◆ Exercise objective: Only one stretch of the data is wanted: the line containing "# test: put a marker on the sticker", the line containing "# test: put a marker on the metal", and every line between them, copied exactly.

Records drawn from a dataset:

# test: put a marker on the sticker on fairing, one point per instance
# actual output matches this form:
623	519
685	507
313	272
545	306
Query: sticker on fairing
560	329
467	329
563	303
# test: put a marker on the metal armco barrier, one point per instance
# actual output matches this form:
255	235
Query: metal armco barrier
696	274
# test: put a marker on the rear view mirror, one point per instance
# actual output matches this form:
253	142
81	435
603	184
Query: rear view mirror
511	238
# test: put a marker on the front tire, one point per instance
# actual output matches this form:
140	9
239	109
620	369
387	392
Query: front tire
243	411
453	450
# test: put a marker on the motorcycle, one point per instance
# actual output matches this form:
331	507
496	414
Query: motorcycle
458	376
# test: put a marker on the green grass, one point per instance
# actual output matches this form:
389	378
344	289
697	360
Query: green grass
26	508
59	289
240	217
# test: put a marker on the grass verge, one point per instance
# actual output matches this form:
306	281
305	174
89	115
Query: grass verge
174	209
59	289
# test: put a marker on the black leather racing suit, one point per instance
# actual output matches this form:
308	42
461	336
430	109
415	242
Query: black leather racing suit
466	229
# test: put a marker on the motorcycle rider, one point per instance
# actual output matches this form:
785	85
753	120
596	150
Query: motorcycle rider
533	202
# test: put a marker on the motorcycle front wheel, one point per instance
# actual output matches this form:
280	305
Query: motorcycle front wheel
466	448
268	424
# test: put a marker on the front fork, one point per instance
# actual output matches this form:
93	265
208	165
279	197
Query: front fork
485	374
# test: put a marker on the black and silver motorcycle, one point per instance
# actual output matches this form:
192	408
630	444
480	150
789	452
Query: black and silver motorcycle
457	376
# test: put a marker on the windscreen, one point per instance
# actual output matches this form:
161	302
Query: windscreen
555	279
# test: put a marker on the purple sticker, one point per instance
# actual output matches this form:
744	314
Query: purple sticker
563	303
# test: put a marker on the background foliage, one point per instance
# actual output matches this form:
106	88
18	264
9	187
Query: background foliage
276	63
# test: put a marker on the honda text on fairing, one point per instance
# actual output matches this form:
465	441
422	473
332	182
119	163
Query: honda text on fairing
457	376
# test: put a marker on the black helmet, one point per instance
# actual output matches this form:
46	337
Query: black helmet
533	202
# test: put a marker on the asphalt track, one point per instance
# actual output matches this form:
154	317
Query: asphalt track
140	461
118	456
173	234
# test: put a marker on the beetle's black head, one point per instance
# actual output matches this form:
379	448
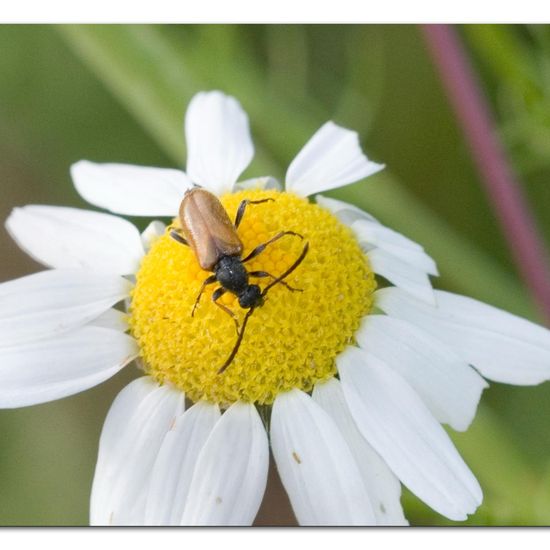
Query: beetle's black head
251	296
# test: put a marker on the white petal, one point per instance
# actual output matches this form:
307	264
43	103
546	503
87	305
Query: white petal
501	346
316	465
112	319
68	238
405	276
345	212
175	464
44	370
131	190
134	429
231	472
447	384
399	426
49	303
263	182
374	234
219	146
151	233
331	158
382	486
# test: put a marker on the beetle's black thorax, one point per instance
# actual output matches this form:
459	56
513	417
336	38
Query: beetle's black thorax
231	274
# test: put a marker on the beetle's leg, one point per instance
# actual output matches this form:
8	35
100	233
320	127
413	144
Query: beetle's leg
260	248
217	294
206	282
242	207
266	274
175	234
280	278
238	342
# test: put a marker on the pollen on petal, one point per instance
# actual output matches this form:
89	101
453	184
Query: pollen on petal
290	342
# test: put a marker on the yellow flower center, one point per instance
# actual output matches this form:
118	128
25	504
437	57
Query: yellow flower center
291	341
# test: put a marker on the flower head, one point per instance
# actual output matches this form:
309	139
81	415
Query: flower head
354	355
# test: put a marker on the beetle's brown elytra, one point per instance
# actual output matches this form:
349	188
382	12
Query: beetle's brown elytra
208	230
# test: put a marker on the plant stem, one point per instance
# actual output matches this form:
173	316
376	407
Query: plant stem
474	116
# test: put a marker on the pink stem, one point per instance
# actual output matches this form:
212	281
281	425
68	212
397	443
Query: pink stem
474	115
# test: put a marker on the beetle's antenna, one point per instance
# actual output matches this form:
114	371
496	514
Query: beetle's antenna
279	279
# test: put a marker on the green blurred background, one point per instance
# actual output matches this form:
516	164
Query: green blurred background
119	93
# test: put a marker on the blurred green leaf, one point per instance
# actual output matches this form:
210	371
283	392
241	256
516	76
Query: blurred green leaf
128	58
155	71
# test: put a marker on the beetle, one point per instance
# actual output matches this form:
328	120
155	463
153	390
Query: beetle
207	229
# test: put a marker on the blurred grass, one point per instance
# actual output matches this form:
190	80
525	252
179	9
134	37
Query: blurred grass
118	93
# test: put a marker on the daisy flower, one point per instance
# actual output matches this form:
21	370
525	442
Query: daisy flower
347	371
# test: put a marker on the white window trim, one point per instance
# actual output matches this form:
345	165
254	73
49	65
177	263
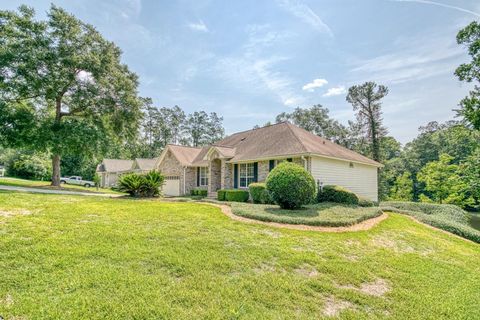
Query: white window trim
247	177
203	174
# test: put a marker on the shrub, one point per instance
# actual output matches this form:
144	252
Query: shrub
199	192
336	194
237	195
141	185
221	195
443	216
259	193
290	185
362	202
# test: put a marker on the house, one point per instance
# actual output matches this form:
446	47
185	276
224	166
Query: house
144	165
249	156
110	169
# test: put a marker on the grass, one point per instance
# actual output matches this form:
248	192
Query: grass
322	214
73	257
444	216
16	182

--

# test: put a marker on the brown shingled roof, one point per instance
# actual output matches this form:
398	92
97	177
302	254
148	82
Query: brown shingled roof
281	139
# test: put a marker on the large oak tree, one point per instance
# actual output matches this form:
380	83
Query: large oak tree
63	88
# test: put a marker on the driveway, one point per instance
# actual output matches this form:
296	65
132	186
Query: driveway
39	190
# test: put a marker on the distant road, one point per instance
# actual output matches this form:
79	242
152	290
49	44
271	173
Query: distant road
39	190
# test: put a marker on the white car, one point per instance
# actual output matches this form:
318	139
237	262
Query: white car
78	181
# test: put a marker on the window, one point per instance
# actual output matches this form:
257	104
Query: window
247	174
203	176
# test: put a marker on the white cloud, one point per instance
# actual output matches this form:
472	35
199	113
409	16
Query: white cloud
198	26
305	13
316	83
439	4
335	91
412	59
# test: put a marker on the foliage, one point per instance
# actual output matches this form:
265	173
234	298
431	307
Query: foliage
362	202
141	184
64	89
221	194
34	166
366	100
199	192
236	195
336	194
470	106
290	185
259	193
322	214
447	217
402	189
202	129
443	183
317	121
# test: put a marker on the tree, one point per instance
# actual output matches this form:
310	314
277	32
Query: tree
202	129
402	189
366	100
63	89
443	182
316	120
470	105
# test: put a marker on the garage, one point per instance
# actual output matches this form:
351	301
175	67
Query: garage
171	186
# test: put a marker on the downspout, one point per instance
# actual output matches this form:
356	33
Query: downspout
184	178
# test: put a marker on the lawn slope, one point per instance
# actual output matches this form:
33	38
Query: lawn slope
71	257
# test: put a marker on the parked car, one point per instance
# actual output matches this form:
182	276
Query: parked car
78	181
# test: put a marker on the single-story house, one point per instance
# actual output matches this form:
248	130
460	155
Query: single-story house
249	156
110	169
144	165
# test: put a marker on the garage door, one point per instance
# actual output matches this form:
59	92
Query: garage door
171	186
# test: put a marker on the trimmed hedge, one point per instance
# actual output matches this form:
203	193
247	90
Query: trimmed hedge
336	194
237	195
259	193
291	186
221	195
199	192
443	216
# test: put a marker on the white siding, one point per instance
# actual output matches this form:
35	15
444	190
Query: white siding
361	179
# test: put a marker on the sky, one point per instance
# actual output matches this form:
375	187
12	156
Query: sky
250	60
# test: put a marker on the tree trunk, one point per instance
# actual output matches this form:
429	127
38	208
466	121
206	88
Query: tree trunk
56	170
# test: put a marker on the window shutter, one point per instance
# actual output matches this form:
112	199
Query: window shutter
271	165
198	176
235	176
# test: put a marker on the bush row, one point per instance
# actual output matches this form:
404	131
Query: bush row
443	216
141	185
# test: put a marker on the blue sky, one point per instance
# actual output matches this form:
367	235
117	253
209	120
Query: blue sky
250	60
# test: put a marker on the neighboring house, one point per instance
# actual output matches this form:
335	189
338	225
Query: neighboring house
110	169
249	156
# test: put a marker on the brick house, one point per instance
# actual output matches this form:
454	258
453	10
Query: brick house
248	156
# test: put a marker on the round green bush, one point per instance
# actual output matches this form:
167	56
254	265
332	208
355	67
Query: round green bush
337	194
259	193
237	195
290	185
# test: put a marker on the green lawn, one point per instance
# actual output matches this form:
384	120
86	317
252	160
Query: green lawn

--

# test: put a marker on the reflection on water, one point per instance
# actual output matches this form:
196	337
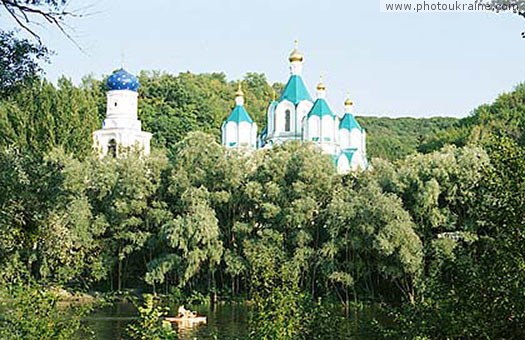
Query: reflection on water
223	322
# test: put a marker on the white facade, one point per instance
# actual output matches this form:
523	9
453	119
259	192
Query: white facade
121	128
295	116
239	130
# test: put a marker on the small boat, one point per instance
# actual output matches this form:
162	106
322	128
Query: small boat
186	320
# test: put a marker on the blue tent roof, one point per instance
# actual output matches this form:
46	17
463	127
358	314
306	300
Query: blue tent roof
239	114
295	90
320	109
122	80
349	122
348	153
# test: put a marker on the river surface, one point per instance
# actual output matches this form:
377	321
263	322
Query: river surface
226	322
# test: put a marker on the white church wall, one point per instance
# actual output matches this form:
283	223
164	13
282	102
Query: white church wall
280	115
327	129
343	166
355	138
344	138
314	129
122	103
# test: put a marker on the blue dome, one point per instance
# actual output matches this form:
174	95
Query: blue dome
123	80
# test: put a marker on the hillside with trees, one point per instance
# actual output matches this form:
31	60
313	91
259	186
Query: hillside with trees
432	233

◆ Exercise result:
# test: put a marker on the sticker on fairing, one point per instance
# actual output matches this form:
623	519
685	507
313	272
545	306
Query: sticker on fairing
560	329
467	329
563	303
# test: put a marker on the metal armco barrier, one point per instance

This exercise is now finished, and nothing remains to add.